OBJETIVOS:
**1)** Traduza para o inglês a seguinte frase do trecho abaixo sobre os livros indígenas: "Dois xavantes e dois karajás autografavam livros de capas gráficas e explicavam aos presentes como e por quê haviam chegado até ali."
**2)** No trecho abaixo sobre os livros indígenas, quem diz que "Tá na hora de os brasileiros conhecerem os outros brasileiros"?

TRECHO:
______

O sol e outras histórias

Valor Econômico, EU& Fim de Semana, p. 26-27 - 30/05/2014
O sol e outras histórias

Por De São Paulo

Foi emocionante ver há poucos dias os cocares erguidos na Livraria da Vila, em São Paulo, numa cena que se repetiria na Livraria da Travessa, em Botafogo. Dois xavantes e dois karajás autografavam livros de capas gráficas e explicavam aos presentes como e por quê haviam chegado até ali. "Tá na hora de os brasileiros conhecerem os outros brasileiros, de parar de ter esta divisão", dizia em voz suave o jovem xavante Caimi Waiasse. "Está na hora de compartilhar o que temos de bom." Passou da hora, a bem dizer. Na seção infantil há dezenas de piratas da perna de pau e bruxas com verrugas e baleias de purpurina e elfos magrelas e crianças urbanas neurotiquinhas. Surpreendente perceber que só agora, pela iniciativa de uma jornalista, uma pequena editora e alguns índios, chegam finalmente às prateleiras poderosos urubus-rei, lobos guarás sedutores, onças cegas e tamanduás vingativos.

______

SEÇÃO DE DADOS:
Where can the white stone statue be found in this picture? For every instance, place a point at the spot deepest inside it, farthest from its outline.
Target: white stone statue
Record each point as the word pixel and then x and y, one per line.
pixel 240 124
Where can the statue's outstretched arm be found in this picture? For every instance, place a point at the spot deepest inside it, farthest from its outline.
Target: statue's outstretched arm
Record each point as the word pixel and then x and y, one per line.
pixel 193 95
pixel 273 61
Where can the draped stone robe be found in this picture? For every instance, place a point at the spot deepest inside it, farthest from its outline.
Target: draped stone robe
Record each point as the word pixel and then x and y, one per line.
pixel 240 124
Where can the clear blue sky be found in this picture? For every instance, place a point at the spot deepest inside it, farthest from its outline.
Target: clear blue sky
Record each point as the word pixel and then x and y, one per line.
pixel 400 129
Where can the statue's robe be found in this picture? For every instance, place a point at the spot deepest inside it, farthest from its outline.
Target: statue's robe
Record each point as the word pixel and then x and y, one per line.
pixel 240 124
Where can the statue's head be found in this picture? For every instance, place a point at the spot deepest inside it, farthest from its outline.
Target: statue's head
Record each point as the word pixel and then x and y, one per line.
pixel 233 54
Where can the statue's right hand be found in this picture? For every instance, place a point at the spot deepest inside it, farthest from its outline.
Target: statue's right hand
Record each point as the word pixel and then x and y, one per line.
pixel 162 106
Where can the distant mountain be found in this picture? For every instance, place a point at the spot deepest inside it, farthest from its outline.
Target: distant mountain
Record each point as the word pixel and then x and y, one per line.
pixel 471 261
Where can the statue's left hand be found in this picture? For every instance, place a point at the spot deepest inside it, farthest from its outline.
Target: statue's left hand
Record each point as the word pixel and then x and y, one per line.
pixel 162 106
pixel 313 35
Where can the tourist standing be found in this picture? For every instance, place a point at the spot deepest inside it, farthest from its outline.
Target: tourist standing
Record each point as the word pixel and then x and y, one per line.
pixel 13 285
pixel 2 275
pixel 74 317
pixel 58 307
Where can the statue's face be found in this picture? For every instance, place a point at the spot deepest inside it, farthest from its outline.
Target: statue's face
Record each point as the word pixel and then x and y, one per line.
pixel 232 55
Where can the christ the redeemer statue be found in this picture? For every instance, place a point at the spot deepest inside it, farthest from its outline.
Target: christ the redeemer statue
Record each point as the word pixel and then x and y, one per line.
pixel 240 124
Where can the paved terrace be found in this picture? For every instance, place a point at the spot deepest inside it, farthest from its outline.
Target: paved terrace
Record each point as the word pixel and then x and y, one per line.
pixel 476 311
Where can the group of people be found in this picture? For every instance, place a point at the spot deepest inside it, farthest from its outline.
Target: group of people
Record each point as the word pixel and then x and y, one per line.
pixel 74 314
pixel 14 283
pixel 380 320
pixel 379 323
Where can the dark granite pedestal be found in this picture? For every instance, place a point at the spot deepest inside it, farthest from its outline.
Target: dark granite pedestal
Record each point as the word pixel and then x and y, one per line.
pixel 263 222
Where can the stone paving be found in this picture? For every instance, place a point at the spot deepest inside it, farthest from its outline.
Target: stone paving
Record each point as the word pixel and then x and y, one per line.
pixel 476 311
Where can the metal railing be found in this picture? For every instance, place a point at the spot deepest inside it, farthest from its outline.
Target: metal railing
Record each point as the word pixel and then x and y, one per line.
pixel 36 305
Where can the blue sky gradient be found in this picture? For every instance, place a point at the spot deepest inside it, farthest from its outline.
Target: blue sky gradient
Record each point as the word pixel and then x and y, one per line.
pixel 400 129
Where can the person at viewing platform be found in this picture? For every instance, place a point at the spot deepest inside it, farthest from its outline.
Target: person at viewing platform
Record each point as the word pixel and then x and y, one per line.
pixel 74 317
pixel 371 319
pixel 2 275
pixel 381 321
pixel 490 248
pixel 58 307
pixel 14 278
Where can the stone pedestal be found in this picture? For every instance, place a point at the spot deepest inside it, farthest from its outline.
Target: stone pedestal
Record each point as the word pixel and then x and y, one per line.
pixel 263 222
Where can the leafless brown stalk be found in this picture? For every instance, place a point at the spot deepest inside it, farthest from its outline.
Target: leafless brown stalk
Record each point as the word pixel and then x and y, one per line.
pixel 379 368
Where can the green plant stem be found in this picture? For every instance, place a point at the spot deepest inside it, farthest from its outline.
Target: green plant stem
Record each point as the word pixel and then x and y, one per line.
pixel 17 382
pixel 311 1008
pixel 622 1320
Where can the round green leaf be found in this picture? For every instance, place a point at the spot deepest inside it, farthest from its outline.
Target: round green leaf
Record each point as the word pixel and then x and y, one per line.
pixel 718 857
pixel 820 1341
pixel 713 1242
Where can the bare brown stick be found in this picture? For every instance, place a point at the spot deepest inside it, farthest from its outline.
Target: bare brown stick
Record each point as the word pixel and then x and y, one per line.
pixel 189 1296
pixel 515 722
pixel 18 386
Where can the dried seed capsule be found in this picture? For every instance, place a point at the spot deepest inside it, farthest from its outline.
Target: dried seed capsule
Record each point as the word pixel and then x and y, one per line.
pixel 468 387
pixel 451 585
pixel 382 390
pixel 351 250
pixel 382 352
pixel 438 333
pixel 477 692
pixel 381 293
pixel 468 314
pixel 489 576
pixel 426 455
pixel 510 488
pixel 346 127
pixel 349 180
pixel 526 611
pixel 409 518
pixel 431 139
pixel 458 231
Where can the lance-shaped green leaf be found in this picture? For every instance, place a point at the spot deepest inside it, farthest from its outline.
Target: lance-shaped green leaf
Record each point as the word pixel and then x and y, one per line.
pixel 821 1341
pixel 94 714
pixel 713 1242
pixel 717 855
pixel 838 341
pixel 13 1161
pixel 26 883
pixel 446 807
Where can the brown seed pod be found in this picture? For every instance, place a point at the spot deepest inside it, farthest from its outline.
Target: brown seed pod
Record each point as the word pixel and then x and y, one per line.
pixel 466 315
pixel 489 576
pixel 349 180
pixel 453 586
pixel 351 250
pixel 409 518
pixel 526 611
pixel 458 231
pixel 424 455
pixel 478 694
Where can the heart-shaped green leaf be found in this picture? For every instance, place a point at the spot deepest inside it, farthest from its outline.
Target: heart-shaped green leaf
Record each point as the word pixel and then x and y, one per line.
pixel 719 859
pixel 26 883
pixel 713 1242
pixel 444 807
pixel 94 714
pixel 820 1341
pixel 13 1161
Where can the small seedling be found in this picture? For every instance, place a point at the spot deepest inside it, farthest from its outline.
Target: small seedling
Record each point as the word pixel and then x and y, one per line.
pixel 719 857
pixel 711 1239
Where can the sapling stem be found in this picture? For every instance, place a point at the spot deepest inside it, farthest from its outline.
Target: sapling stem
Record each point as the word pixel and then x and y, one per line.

______

RESPOSTAS POR TAREFA:
**1)** Two Xavante and two Karajá were signing books with graphic covers and explaining to those present how and why they had gotten there.

**2)** O jovem xavante Caimi Waiasse.